◆ **Trecho fornecido**:

══════════

Astronautas vivenciam isso na Estação Espacial Internacional (ISS), por exemplo. Seus músculos e ossos se expandem, o que pode ser doloroso. Ainda pior é a degradação óssea. Apesar de astronautas serem submetidos a rotinas de exercícios regulares quando estão em órbita, leva tempo para que seus corpos se reajustem quando eles retornam à Terra.
Um número significativo de astronautas é acometido por problemas de visão, desde vista embaçada até cegueira. E os cientistas não sabem o motivo. Talvez maior pressão dos fluídos na cabeça e no nervo ótico?

══════════

◆ **O que fazer**:
**A.** Segundo o trecho sobre astronautas, que problemas de visão acometem um número significativo deles?
**B.** Transcreva do trecho sobre astronautas tudo o que vai de "Astronautas vivenciam isso" até "retornam à Terra.".
**C.** De acordo com o trecho sobre astronautas, por que a permanência na Estação Espacial Internacional pode ser dolorosa?
A listagem é um material à parte, sem relação com o trecho sobre astronautas.

══════════

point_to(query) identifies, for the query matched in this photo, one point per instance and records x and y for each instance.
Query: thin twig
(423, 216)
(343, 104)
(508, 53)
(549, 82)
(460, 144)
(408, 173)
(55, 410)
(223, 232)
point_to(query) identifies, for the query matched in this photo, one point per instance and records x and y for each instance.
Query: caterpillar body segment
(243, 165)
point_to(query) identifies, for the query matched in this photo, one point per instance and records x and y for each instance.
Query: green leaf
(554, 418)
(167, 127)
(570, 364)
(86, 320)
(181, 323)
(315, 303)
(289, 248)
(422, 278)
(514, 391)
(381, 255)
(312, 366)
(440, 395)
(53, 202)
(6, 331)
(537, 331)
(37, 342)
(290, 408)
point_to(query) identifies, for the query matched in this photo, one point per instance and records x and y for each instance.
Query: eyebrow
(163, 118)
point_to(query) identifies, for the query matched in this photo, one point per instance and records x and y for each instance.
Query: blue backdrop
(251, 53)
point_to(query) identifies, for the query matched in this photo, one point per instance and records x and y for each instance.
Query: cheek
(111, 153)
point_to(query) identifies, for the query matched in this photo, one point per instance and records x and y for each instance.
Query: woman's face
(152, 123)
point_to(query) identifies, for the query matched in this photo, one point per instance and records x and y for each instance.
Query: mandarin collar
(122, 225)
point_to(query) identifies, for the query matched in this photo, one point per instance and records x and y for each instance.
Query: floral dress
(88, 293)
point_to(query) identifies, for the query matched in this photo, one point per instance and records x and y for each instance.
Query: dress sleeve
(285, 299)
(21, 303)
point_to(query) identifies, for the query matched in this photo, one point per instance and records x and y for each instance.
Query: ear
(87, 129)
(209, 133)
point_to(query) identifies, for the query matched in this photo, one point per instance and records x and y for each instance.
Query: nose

══════════

◆ **Respostas por tarefa**:
**A.** Problemas que vão desde vista embaçada até cegueira.

**B.**
Astronautas vivenciam isso na Estação Espacial Internacional (ISS), por exemplo. Seus músculos e ossos se expandem, o que pode ser doloroso. Ainda pior é a degradação óssea. Apesar de astronautas serem submetidos a rotinas de exercícios regulares quando estão em órbita, leva tempo para que seus corpos se reajustem quando eles retornam à Terra.

**C.** Porque os músculos e os ossos dos astronautas se expandem, e essa expansão pode causar dor.